*Selected text*
Last week, President Obama awarded the Presidential Medal of Freedom to Dolores Huerta, an 82-year-old labor activist and co-founder of the United Farm Workers union.
Many questioned the President giving Ms. Huerta such an honor, given she is also an honorary chair of the Democratic Socialists of America (along with Cornel West, Gloria Steinem and Frances Fox Piven, among others). Huerta has also praised the likes of Hugo Chavez and Cuba for their approaches, speaking fondly of Chavez’s regime in front of high school students and talking about how Cuba is a “model for society”.
The Secretary of Labor Hilda Solis previously praised Dolores Huerta, whom she called “my teacher, my role model and mi hermana“. In speaking at the reception for the Freedom Medal for Ms. Huerta, Solis noted that Huerta was being honored not just for her work with United Farm Workers but that, “It’s about everything she’s done, all her traditions and her values”.
This, of course, makes sense when one looks back at the history of Hilda Solis and finds her as a keynote speaker at the 2005 Democratic Socialists of America conference whose theme was “21st century Socialism”.
On Friday evening, a panel consisting of ACORN chief organizer Wade Rathke, Kent Wong of the UCLA Labor Center and Roxana Tynan of the Los Angeles Alliance for a New Economy looked at the level of struggles nationwide. Saturday evening delegates recognized the contributions of DSA vice chair and Washington Post columnist Harold Meyerson, Occidental College sociologist and longtime DSAer Peter Dreier and insurgent California Congress member Hilda Solis (D) who in turn provided in-depth perspectives of the political scene.

*Location identification records*
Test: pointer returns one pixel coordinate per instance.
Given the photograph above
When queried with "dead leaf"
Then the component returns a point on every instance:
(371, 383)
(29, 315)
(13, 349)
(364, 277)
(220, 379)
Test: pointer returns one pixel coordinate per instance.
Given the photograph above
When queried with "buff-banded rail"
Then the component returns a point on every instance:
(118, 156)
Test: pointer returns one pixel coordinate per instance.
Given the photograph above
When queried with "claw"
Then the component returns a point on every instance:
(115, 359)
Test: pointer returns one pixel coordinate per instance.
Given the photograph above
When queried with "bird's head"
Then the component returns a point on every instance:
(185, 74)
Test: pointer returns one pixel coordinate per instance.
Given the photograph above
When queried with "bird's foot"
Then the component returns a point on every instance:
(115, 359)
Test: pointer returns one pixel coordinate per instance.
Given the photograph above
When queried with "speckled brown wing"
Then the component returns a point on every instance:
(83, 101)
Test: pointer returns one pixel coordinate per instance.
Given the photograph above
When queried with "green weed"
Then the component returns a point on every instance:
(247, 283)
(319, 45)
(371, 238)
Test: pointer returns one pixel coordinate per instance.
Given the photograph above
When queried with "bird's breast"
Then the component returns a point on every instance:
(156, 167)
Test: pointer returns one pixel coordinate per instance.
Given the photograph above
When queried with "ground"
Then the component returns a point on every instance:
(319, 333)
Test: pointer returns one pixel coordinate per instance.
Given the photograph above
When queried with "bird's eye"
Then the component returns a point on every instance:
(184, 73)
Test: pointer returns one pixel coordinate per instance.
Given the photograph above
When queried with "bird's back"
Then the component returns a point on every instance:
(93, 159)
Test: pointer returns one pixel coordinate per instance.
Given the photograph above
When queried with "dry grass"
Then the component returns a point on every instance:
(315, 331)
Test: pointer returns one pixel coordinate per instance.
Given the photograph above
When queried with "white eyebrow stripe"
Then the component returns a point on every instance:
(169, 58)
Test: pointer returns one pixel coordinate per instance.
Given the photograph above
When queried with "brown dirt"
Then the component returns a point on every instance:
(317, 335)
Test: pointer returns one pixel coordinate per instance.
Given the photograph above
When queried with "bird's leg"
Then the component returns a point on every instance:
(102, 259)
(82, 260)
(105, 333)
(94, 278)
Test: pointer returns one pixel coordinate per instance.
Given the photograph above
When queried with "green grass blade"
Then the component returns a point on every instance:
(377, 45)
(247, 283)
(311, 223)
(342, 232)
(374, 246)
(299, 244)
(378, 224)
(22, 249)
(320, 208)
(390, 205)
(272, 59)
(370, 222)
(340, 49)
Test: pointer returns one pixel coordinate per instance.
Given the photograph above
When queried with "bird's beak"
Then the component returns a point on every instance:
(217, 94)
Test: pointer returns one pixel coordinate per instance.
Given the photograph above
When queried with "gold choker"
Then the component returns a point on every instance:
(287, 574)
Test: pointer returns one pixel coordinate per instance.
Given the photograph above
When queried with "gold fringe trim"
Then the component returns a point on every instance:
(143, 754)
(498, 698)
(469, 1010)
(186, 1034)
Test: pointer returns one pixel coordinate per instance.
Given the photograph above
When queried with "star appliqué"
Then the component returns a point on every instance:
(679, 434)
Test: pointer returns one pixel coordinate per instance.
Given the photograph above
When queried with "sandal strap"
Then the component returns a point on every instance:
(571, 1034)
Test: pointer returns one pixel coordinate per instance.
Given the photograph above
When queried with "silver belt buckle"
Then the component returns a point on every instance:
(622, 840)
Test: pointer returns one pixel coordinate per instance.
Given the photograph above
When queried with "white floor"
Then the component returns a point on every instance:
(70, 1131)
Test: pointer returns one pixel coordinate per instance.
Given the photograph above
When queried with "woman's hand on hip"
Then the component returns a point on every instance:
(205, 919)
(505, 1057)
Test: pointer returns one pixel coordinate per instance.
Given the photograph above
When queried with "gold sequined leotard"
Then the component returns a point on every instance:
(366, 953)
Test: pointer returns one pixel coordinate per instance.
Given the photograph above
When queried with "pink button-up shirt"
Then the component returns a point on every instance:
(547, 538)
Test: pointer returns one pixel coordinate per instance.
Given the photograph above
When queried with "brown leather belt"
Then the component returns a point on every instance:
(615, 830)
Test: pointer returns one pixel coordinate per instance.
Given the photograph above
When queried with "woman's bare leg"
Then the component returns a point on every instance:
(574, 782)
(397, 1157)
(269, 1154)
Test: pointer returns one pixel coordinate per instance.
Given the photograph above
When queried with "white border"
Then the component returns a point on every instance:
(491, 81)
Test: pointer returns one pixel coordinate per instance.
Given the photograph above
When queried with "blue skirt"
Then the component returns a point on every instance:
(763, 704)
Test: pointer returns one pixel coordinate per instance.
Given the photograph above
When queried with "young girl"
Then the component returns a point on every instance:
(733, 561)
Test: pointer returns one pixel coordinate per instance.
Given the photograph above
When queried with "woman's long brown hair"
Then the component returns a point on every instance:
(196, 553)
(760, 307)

*Job 1*
According to the text about Dolores Huerta, which union did she co-found?
*Job 2*
Extract the passage in the text about Dolores Huerta from "This, of course, makes" to "the political scene.", keeping every word unchanged.
The material has no role in any of this.

*Worked solution 1*
She co-founded the United Farm Workers union.

*Worked solution 2*
This, of course, makes sense when one looks back at the history of Hilda Solis and finds her as a keynote speaker at the 2005 Democratic Socialists of America conference whose theme was “21st century Socialism”.
On Friday evening, a panel consisting of ACORN chief organizer Wade Rathke, Kent Wong of the UCLA Labor Center and Roxana Tynan of the Los Angeles Alliance for a New Economy looked at the level of struggles nationwide. Saturday evening delegates recognized the contributions of DSA vice chair and Washington Post columnist Harold Meyerson, Occidental College sociologist and longtime DSAer Peter Dreier and insurgent California Congress member Hilda Solis (D) who in turn provided in-depth perspectives of the political scene.